Analysis by Income Category
Distinct income categories were created in order to detect important patterns and do an in-depth analysis of this segment. Some important points to consider are:
- Low income category: Borrowers that have an annual income lower or equal to $100,000.
- Medium income category: Borrowers that have an annual income higher than $100,000 but lower or equal to $200,000.
- High income category: Borrowers that have an annual income higher than $200,000.
- Borrowers that made part of the high income category took higher loan amounts than people from low and medium income categories. Of course, people with higher annual incomes are more likely to pay loans with a higher amount. (First row to the left of the subplots)
- Loans that were borrowed by the Low income category had a slightly higher change of becoming a bad loan. (First row to the right of the subplots)
- Borrowers with High and Medium annual incomes had a longer employment length than people with lower incomes.(Second row to the left of the subplots)
- Borrowers with a lower income had on average higher interest rates while people with a higher annual income had lower interest rates on their loans. (Second row to the right of the subplots)
Good/Bad Loan Summary
- Bad Loans Count: People that apply for educational and small business purposed tend to have a higher risk of being a bad loan. (% wise)
- Most frequent Purpose: The reason that clients applied the most for a loan was to consolidate debt.
- Less frequent purpose: Clients applied less for educational purposes for all three income categories.
- Interest Rates: In all reasons for application except (medical, small business and credi card), the low income category has a higher interest rate. Something that could possibly explain this is the amount of capital that is needed from other income categories that might explain why the low income categories interest rate for these puposes are lower.
- Bad/Good Ratio: Except for educational purposes (we see a spike in high income this is due to the reasons that only two loans were issued and one was a bad loan which caused this ratio to spike to 50%.), but we can see that in all other purposed the bad good ratio is lower the higher your income category.
Data is oversampled using the SMOTE technique prior to performing the Logistic Regression.
Feature Engineering & Neural Network
There are features that are redundant (as show in the beginning of this kernel in the distribution subplots) having no effect towards the "loan_condition" label so we need to drop these features.
Use StrattifiedShuffleSplit to have approximately the same ratio of bad loans compared to good loans in both training and testing data. Remember that over 92% of the loans are considered good loans so it is important to have this same ration across training and testing sets.
Scale numeric features and encode categorical features from our dataframe.
Run our Neural Network containing the number of inputs, 2 hidden layers (first: 15 nodes, second: 5 nodes) and the number of outputs which is equivalent to 2.

_Study material_:
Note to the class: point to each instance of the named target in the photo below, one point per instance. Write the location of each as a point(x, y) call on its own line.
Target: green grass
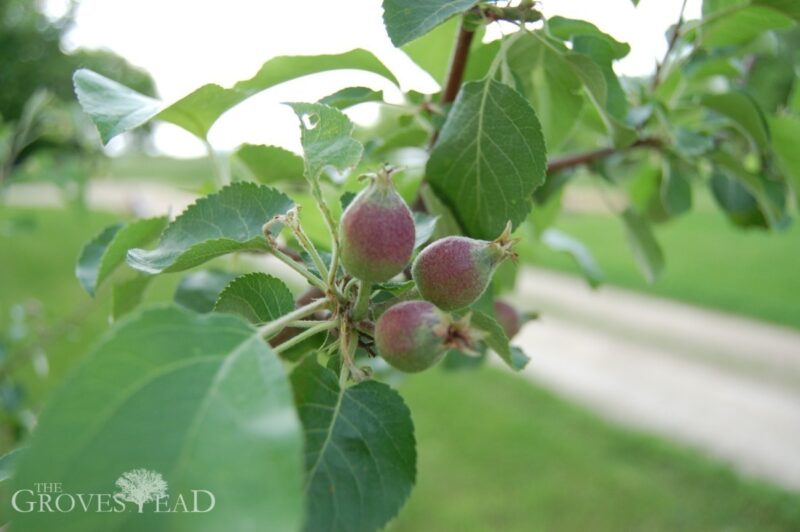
point(495, 452)
point(709, 262)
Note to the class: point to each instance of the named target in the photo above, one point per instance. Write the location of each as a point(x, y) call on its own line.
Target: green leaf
point(785, 137)
point(424, 226)
point(116, 108)
point(360, 450)
point(550, 82)
point(497, 340)
point(676, 189)
point(736, 22)
point(447, 225)
point(200, 399)
point(257, 297)
point(744, 112)
point(221, 223)
point(405, 20)
point(790, 8)
point(768, 194)
point(199, 291)
point(325, 134)
point(770, 79)
point(269, 164)
point(642, 241)
point(559, 241)
point(101, 256)
point(350, 96)
point(128, 294)
point(489, 158)
point(736, 200)
point(432, 52)
point(551, 74)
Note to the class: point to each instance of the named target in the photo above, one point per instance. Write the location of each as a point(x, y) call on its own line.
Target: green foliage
point(257, 297)
point(199, 290)
point(102, 255)
point(497, 340)
point(646, 249)
point(269, 164)
point(228, 382)
point(325, 134)
point(711, 116)
point(116, 108)
point(360, 451)
point(489, 158)
point(406, 20)
point(228, 221)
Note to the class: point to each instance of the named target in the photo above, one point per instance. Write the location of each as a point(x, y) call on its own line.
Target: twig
point(300, 313)
point(308, 333)
point(676, 32)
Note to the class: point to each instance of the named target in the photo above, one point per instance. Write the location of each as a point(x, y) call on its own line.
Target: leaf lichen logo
point(140, 486)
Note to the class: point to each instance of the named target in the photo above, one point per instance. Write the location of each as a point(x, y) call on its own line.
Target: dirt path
point(723, 384)
point(726, 385)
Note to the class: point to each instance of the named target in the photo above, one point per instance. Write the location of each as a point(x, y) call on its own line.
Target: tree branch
point(571, 161)
point(676, 32)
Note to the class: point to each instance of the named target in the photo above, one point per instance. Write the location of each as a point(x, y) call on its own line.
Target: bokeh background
point(672, 406)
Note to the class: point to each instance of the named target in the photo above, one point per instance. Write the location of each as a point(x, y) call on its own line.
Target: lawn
point(709, 262)
point(495, 452)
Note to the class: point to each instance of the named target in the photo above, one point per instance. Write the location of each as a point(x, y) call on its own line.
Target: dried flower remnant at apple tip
point(414, 335)
point(376, 232)
point(453, 272)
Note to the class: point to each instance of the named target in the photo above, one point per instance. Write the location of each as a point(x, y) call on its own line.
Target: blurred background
point(671, 406)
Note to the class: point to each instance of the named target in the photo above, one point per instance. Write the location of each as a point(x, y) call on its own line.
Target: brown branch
point(676, 32)
point(458, 64)
point(571, 161)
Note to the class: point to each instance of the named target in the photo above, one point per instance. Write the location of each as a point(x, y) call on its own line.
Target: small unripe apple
point(376, 233)
point(412, 336)
point(453, 272)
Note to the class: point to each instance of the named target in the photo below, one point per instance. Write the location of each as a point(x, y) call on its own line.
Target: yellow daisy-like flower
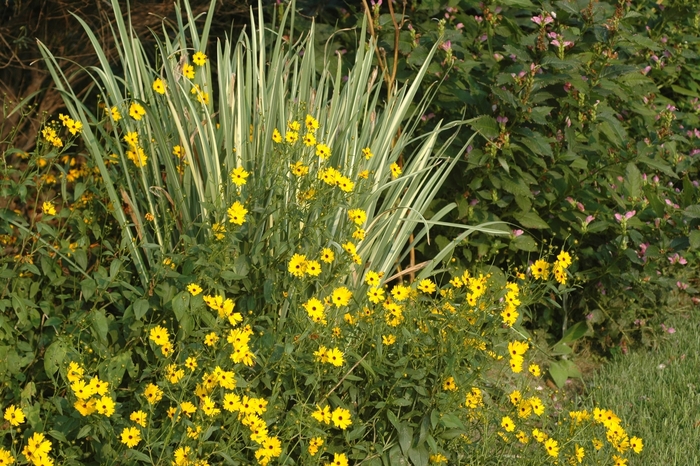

_Instructions to follow_:
In the loan analysis, how many nodes do the neural network's two hidden layers contain?

_Answer section_:
The first hidden layer has 15 nodes and the second has 5 nodes.